# EXERCISE AIM
Look through the material below. Copy each line that contains the string "striped".

------------------------------------------------------------------------

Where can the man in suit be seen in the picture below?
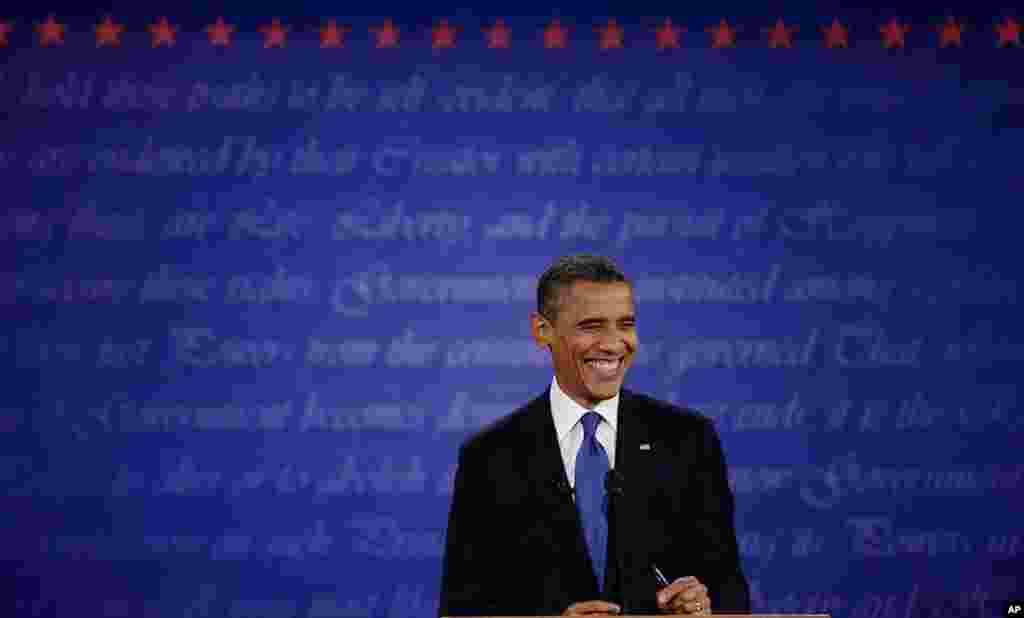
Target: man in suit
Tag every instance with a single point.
(570, 503)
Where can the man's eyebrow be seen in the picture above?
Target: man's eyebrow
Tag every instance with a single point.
(601, 320)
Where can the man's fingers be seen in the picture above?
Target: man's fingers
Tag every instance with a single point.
(592, 607)
(666, 594)
(695, 591)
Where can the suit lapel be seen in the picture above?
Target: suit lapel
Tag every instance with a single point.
(548, 473)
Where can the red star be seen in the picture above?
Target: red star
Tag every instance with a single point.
(611, 35)
(387, 35)
(220, 33)
(1010, 32)
(274, 34)
(892, 34)
(722, 35)
(50, 32)
(442, 36)
(949, 33)
(667, 35)
(780, 36)
(109, 33)
(499, 36)
(332, 36)
(836, 35)
(556, 35)
(163, 33)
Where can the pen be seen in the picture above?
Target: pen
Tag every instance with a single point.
(660, 576)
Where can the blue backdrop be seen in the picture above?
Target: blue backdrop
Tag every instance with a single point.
(256, 296)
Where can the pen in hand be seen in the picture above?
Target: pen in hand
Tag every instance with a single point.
(662, 580)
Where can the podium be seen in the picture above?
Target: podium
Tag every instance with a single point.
(666, 615)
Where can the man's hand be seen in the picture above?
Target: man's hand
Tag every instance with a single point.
(685, 596)
(592, 607)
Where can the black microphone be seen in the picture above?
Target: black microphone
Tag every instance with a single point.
(614, 485)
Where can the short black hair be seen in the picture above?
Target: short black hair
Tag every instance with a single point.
(568, 269)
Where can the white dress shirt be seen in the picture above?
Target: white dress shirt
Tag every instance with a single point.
(567, 414)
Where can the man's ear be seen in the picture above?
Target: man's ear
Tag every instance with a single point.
(541, 329)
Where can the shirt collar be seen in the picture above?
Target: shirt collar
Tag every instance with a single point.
(566, 412)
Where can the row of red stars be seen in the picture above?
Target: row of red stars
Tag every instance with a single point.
(442, 35)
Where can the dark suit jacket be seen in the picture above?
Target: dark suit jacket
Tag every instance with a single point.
(514, 543)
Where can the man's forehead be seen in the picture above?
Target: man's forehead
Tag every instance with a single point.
(591, 294)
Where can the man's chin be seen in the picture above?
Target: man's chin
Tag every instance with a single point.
(604, 391)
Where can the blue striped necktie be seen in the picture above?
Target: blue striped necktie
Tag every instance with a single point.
(592, 467)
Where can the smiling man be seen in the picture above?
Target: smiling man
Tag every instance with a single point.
(583, 500)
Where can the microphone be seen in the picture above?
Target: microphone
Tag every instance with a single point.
(614, 485)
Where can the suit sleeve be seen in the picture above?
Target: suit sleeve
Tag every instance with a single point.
(464, 586)
(721, 569)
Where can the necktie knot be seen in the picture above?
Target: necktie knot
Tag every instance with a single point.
(590, 421)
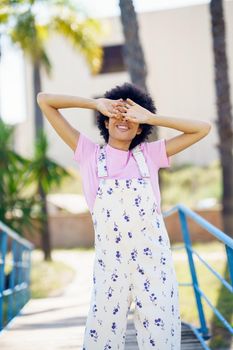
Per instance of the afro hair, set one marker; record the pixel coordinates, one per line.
(128, 90)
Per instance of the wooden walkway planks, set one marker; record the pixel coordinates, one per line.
(58, 323)
(189, 341)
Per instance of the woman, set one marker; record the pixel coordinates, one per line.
(133, 259)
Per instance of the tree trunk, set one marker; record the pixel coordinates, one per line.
(45, 233)
(133, 53)
(221, 336)
(224, 119)
(37, 88)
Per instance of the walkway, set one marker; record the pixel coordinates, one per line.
(57, 323)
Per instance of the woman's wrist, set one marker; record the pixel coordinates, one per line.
(152, 119)
(66, 101)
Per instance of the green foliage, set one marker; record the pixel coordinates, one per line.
(190, 183)
(49, 278)
(31, 34)
(20, 201)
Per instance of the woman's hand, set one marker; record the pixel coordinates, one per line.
(134, 112)
(108, 107)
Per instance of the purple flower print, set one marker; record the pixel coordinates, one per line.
(128, 183)
(137, 200)
(126, 217)
(114, 327)
(102, 264)
(147, 251)
(159, 322)
(110, 190)
(94, 334)
(134, 254)
(163, 276)
(160, 239)
(118, 238)
(143, 230)
(109, 292)
(142, 212)
(173, 309)
(141, 181)
(153, 297)
(101, 156)
(138, 303)
(152, 342)
(107, 346)
(116, 308)
(163, 260)
(140, 270)
(94, 309)
(99, 192)
(147, 285)
(130, 234)
(157, 223)
(114, 276)
(118, 256)
(116, 183)
(146, 323)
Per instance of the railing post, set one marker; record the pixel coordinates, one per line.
(187, 241)
(3, 249)
(229, 252)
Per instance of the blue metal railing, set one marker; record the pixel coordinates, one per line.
(15, 256)
(203, 332)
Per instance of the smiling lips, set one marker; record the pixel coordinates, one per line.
(122, 127)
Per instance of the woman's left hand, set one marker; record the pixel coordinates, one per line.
(133, 112)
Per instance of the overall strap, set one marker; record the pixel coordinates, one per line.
(101, 162)
(141, 162)
(137, 153)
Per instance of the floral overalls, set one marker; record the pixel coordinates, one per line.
(133, 262)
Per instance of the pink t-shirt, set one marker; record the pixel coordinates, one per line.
(120, 165)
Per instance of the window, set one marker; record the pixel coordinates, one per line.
(112, 59)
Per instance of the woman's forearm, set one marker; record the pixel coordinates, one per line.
(66, 101)
(185, 125)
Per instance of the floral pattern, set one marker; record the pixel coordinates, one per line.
(133, 263)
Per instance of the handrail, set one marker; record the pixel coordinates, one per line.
(15, 253)
(184, 212)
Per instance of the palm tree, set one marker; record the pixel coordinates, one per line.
(133, 53)
(225, 146)
(50, 174)
(21, 203)
(26, 30)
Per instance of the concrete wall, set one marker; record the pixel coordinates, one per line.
(69, 231)
(178, 52)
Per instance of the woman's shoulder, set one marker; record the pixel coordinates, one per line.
(85, 147)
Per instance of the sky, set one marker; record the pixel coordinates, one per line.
(12, 84)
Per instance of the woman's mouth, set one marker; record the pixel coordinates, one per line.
(122, 127)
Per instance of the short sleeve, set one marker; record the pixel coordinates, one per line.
(84, 148)
(157, 152)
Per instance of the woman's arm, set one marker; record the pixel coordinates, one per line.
(50, 103)
(193, 129)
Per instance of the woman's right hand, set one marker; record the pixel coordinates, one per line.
(107, 106)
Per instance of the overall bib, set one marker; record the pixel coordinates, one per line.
(133, 262)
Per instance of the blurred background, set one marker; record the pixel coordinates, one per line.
(181, 52)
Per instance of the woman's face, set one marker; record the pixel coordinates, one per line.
(122, 129)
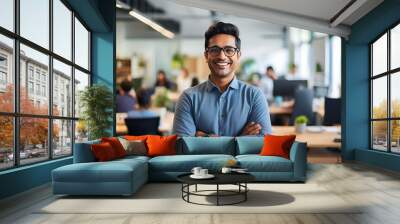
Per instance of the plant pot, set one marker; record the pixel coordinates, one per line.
(300, 128)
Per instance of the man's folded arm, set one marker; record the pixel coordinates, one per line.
(260, 113)
(183, 120)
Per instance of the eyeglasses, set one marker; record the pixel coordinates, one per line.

------------------------------------------------------------------------

# SOLUTION TO THE PROBLEM
Where can the blue striped necktie be seen in the picture above?
Target: blue striped necktie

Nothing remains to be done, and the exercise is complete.